### Task instructions
Return the part of the hike-in-the-hills passage starting with "We sat down" and going on through "I am hopeful.", copied word for word.

### Exercise passage
========================================

Hike in the hills

“Let’s pray together!” She says with a childish enthusiasm. It’s her birthday today. She turns 47. But there is a pleasant serenity about her. A youthfulness of heart and mind. A mother of four adolescents. A puzzle with such appealing kindness. 

I did not anticipate these new exuberant friendships. A few years ago I felt surprisingly lonely back in the familiar. Returning to old contexts, it felt harder to break patterns of habit or thinking. 

Three friends. Women. Moms. We start sharing two prayer reasons each. In the context of praying, our mind opens up wildly different, with vulnerability, as if the stage was set for attentive listening. Because kids and spouses would interrupt unknowingly, we went for a short prayer walk. 

Up, towards the outskirts of an already empty village, barked by a few dogs, we reached the edge of it on foot. We each talked to God, our familiar conversationalist. Shoulder to shoulder, gazing up into the tall cloudy sky, the horizon with lone trees on green and brown rolling hills, I smiled with every fiber. I was present. And God was among us, in the spring breeze, in the light wrestling of new leafs. 

We sat down on the warm ground, and listened. 

And I paid close attention. Not rushing. Not trying too hard. Simply waiting with an open mind. And I gather what I heard in my heart, just like Mary did, listening to Gabriel. My faith rests solid on the One I know and love. As for the gifts I received, I accept them with light open hands. And I am encouraged and I am hopeful.

========================================

### Data supplied
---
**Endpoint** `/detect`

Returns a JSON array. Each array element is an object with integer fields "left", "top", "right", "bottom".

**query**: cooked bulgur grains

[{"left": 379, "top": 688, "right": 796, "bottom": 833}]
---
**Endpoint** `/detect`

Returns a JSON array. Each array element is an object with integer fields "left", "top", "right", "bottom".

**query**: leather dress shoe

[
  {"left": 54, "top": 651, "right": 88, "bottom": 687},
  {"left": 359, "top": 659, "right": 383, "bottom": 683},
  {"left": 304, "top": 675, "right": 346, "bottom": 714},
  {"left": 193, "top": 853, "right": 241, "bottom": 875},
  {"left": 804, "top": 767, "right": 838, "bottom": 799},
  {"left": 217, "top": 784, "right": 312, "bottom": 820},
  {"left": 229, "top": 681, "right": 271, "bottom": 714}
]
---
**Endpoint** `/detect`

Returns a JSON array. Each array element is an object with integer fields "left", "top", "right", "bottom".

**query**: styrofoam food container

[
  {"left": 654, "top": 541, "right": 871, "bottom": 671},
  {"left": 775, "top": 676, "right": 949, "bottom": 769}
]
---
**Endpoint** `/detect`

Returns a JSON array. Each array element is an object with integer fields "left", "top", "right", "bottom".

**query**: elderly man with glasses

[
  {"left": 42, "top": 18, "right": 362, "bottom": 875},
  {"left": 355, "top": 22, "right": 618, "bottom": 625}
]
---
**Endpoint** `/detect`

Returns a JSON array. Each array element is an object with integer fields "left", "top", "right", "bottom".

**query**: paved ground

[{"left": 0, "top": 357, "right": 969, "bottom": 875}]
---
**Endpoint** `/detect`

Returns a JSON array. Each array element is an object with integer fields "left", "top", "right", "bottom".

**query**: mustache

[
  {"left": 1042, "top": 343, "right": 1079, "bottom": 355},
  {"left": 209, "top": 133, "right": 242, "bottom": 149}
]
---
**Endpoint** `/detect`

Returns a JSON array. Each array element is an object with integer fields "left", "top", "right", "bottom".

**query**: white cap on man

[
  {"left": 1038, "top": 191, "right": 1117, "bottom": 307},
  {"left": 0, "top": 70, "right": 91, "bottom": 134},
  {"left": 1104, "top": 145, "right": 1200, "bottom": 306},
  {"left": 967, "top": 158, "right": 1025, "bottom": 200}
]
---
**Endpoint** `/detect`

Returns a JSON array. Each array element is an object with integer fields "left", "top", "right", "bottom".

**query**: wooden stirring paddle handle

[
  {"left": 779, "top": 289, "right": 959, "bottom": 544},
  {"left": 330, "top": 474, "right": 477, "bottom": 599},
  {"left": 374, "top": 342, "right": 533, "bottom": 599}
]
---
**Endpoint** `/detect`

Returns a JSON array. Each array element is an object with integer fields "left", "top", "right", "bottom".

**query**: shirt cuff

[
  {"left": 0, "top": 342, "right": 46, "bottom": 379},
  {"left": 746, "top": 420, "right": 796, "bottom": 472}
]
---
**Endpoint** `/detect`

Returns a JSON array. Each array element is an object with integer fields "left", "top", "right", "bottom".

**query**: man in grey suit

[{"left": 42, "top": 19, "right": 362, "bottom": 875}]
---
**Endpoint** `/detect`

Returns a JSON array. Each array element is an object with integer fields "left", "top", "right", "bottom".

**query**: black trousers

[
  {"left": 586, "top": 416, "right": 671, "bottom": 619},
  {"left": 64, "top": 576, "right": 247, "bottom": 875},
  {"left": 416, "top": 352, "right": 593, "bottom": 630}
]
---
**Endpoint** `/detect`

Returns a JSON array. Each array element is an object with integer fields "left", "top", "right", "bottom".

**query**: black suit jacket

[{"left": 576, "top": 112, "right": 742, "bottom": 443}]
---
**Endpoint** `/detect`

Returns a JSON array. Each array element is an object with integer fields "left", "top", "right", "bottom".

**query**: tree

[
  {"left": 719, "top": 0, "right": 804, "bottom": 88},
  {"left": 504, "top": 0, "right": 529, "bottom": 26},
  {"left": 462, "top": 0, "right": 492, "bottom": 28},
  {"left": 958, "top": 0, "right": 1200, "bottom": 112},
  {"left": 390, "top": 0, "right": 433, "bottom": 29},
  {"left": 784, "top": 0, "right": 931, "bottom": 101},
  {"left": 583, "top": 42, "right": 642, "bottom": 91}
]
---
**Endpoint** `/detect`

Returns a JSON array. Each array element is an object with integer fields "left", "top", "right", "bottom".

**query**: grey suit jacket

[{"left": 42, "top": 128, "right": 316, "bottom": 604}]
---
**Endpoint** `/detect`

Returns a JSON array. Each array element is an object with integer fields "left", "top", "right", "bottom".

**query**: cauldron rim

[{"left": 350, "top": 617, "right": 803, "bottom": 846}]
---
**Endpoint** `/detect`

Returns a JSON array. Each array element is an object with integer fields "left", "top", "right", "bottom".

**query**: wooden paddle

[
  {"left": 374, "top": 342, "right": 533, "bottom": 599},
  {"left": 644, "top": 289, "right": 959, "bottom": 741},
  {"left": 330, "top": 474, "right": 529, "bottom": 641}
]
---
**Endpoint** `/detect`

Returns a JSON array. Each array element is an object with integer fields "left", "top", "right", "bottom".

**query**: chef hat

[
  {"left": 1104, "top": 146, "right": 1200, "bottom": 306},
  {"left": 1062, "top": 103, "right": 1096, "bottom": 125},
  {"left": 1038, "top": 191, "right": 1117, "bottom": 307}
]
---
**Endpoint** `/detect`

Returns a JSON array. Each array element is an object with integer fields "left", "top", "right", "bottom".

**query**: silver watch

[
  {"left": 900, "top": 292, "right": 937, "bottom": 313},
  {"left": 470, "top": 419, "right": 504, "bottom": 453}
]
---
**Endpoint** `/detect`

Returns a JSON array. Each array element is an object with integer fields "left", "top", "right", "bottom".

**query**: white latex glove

========================================

### Expected answer
We sat down on the warm ground, and listened. 

And I paid close attention. Not rushing. Not trying too hard. Simply waiting with an open mind. And I gather what I heard in my heart, just like Mary did, listening to Gabriel. My faith rests solid on the One I know and love. As for the gifts I received, I accept them with light open hands. And I am encouraged and I am hopeful.